Begin Entries supplied

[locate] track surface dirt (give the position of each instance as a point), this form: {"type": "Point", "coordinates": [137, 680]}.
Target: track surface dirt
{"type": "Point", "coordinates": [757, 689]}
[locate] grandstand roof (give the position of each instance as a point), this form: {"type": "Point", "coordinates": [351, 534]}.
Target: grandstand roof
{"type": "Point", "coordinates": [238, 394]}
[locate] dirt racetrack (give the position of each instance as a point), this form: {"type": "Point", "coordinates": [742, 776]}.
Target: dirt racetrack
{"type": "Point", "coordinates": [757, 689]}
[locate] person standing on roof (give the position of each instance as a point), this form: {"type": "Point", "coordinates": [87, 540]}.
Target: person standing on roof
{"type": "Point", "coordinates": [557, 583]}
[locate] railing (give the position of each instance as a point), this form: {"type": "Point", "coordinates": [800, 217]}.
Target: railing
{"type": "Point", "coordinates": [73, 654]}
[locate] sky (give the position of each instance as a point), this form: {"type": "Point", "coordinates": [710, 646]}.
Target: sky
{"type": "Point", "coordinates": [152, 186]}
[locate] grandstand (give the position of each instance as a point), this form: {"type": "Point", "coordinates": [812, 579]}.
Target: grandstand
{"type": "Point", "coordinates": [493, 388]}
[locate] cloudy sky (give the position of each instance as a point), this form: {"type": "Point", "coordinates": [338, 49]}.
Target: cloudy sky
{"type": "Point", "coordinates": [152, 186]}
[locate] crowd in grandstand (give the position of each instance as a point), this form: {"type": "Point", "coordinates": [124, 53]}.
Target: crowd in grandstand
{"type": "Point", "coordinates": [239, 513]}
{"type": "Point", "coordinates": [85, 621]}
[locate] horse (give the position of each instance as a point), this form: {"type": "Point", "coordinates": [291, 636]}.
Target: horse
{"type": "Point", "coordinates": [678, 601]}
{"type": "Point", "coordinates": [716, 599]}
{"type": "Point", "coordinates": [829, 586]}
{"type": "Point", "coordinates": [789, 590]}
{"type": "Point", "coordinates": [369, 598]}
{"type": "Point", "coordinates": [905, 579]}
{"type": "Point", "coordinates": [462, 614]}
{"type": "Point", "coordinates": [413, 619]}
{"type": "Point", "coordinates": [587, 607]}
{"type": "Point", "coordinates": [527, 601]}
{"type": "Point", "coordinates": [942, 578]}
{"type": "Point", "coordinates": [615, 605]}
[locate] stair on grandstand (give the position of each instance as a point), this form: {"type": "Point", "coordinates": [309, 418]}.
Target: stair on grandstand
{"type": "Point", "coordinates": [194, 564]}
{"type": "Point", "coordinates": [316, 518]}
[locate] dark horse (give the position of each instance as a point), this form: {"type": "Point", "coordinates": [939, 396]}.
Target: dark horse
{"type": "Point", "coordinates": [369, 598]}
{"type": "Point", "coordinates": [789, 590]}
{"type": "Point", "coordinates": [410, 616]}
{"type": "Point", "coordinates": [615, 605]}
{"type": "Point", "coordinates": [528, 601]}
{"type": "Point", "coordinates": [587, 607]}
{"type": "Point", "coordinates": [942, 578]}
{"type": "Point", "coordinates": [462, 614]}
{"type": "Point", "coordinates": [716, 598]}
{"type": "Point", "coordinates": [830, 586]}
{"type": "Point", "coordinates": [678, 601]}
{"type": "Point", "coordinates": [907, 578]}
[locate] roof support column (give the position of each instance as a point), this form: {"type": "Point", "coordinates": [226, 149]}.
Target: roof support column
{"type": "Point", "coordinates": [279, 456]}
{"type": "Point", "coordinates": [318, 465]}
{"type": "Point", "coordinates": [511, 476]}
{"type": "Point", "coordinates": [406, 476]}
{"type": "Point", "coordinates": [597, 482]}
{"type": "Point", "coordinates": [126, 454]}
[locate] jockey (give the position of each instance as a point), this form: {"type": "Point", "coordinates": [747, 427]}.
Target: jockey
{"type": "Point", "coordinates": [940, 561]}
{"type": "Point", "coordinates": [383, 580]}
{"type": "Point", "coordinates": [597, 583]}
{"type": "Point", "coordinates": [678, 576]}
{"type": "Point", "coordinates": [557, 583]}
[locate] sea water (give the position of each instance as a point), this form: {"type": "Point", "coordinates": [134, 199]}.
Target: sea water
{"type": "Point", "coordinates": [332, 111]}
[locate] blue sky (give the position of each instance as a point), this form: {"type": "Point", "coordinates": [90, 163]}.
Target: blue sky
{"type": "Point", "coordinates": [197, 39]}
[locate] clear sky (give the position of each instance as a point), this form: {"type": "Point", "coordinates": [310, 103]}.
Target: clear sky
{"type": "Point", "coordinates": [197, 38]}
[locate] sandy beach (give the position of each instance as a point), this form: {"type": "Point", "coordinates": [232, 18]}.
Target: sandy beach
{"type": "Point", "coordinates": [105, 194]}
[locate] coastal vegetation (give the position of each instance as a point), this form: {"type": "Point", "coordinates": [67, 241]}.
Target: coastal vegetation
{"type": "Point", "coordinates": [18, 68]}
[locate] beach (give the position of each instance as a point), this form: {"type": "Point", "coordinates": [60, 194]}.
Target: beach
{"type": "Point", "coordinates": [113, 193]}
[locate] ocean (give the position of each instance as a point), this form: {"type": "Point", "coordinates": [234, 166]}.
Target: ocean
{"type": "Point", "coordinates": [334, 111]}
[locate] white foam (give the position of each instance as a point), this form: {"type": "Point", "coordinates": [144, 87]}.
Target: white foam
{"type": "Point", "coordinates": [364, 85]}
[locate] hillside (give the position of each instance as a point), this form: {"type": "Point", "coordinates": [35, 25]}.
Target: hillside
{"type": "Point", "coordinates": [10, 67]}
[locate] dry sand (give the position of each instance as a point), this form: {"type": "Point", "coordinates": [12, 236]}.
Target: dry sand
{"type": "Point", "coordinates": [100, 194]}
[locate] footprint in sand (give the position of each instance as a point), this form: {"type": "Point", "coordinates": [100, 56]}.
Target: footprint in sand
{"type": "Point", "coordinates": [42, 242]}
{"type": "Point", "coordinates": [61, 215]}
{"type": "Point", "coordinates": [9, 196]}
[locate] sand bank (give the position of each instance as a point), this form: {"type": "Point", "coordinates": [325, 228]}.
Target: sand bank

End Entries supplied

### Prompt:
Scale the data from the line containing "[locate] ocean (give" through the end of the data, repeating every line with the requests included. Multiply each point coordinate in the answers by 2.35 and round to whole numbers, halves up, leaving the requests and their format samples unchanged.

### Final answer:
[locate] ocean (give the position of each instance as a point), this form: {"type": "Point", "coordinates": [234, 166]}.
Target: ocean
{"type": "Point", "coordinates": [785, 261]}
[locate] white foam (give the position of each instance as a point), this form: {"type": "Point", "coordinates": [144, 87]}.
Target: white foam
{"type": "Point", "coordinates": [855, 200]}
[locate] hillside (give the position of each instance as a point), this form: {"type": "Point", "coordinates": [35, 25]}.
Target: hillside
{"type": "Point", "coordinates": [24, 157]}
[locate] dry sand (give the position of each instance as a point), this form: {"type": "Point", "coordinates": [12, 236]}.
Target: dry sand
{"type": "Point", "coordinates": [235, 456]}
[locate] footprint in sand (give the position of each instance as a point), this form: {"type": "Point", "coordinates": [100, 56]}.
Target: footprint in sand
{"type": "Point", "coordinates": [99, 569]}
{"type": "Point", "coordinates": [143, 505]}
{"type": "Point", "coordinates": [21, 461]}
[locate] sand bank (give the position of each instance as a point), this form: {"type": "Point", "coordinates": [325, 228]}.
Target: sand bank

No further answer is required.